→ READING PASSAGE:
Well, SWAT's over, and I'm happy to report that I recovered the costs incurred for my booths and the hotel room I stayed in while here. I'm also happy to report that it ended with the coolest (temperature) August I've experienced in the last 48 years. Tucson rarely reached 100 degrees, and in Waco, it was over 100 the first day I got there, but the convention center was pretty cold inside. Since I didn't go outside during the day, August ended at near 70 degrees for me. 

@Tony, @Bigdrowdy1, @Jolie0708's her husband Carl helped me get loaded. Thanks, fellers, and Jolie. 

I'm gonna head out of here about 5:30 straight to the eye of the current storm in Louisiana. My plans were set in stone well before that storm made it's plans. Looking at the tracker, I'm gonna be west of the major part of it, so I think I'll be safe in my travels through Louisiana. I might even get a burl or two from downed trees if there are any. Those that helped load can verify I still have plenty of room in my trailer..........

Here is a free tip for you folks. If you are going to purchase a chuck, my advice is to get one that uses an Allen wrench as it's chuck key. When you lose the key, it's much easier to run down to a local hardware store and get the Allen wrench than trying to find the standard chuck key that looks like drill chuck keys............ No charge for that bit of info.

Yesterday I let Jolie use my lathe so she could see how easy Cholla was to turn. The chuck the piece was in had lost the set crew for reverse turning, and I'd forgotten about that. It was in reverse as that was the best way to turn this piece. After a couple minutes, it loosened, but the toolrest kept it on the spindle, but it was wobbling pretty good. I hope that wasn't a "knicker moment" for her. She did disappear after that episode.
............ Jerry (in Tucson)

Reactions: Like 4 | +Karma 1


----------



## ironman123

Well @Nubsnstubs or Mister "coyyaah", I am glad you did a good recoup. Better for next year. Be safe in your travels and wish you get a bunch of good stuff to fill your trailer. Take care Jerry.

Ray

Reactions: +Karma 1


----------



## ironman123

@Tony, glad you got you some good stuff. @Jolie0708 I haven't seen that fountain since about 1979. Hope you and hubby had a good time at SWAT.

Reactions: Like 2


----------



## Jolie0708

Nubsnstubs said:


> Well, SWAT's over, and I'm happy to report that I recovered the costs incurred for my booths and the hotel room I stayed in while here. I'm also happy to report that it ended with the coolest (temperature) August I've experienced in the last 48 years. Tucson rarely reached 100 degrees, and in Waco, it was over 100 the first day I got there, but the convention center was pretty cold inside. Since I didn't go outside during the day, August ended at near 70 degrees for me.
> 
> @Tony, @Bigdrowdy1, @Jolie0708's her husband Carl helped me get loaded. Thanks, fellers, and Jolie.

→ WORK REQUIRED: Please copy the stretch of the forum thread from "I'm gonna head" through "bit of info." word for word.

→ PROVIDED DATA:
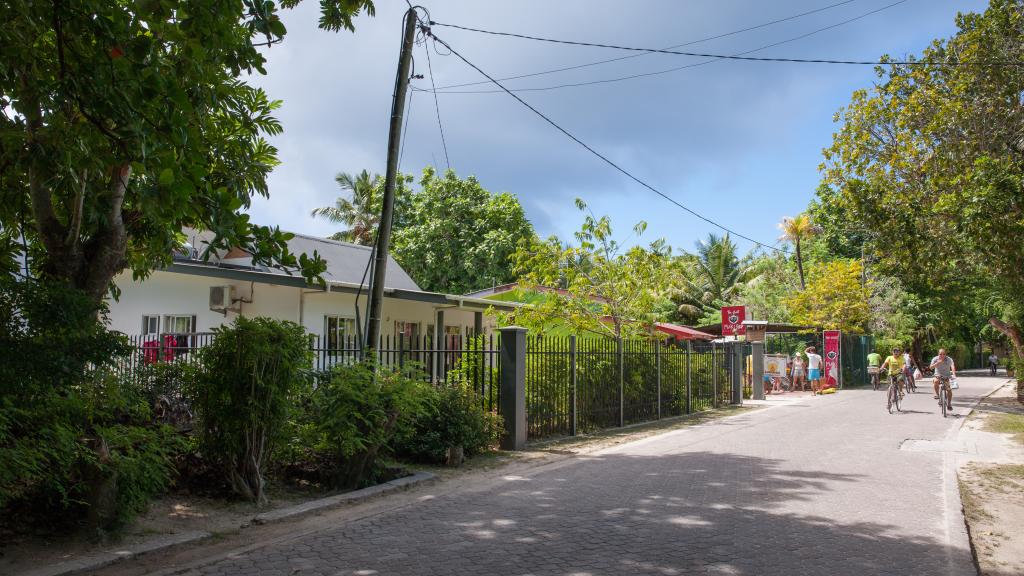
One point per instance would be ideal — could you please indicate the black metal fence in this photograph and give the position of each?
(572, 385)
(577, 385)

→ ANSWER BELOW:
I'm gonna head out of here about 5:30 straight to the eye of the current storm in Louisiana. My plans were set in stone well before that storm made it's plans. Looking at the tracker, I'm gonna be west of the major part of it, so I think I'll be safe in my travels through Louisiana. I might even get a burl or two from downed trees if there are any. Those that helped load can verify I still have plenty of room in my trailer..........

Here is a free tip for you folks. If you are going to purchase a chuck, my advice is to get one that uses an Allen wrench as it's chuck key. When you lose the key, it's much easier to run down to a local hardware store and get the Allen wrench than trying to find the standard chuck key that looks like drill chuck keys............ No charge for that bit of info.